Please reproduce each line of the entries below without any changes, leaving the pictures out of your copy.

>> Begin Records for this task

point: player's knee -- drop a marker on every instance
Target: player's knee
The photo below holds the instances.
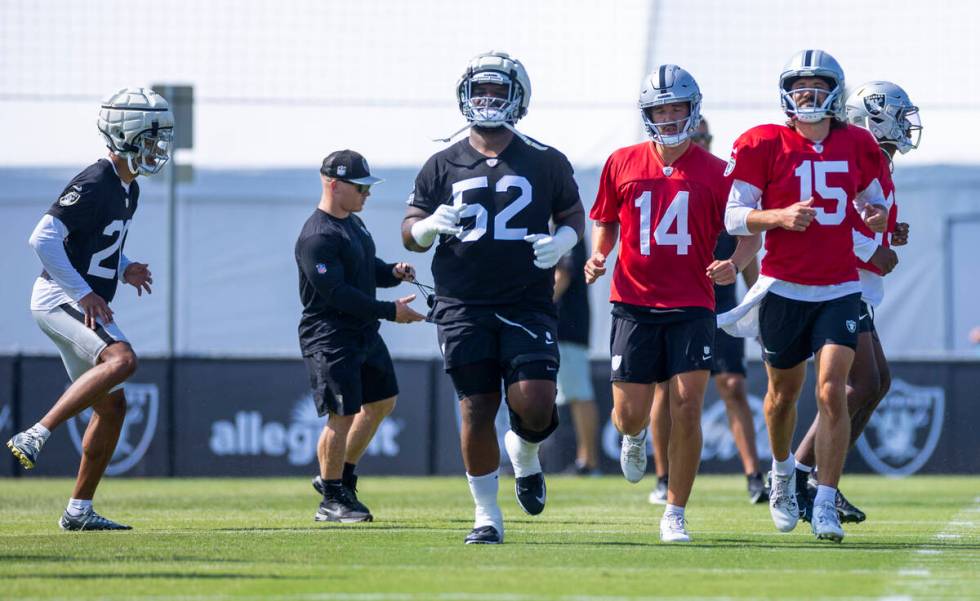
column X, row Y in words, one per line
column 122, row 361
column 630, row 418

>> End Records for this task

Expected answer —
point: player's knee -- drop a marker on every instance
Target: player's knee
The photo below holds the instances.
column X, row Y in words, one per line
column 122, row 361
column 630, row 418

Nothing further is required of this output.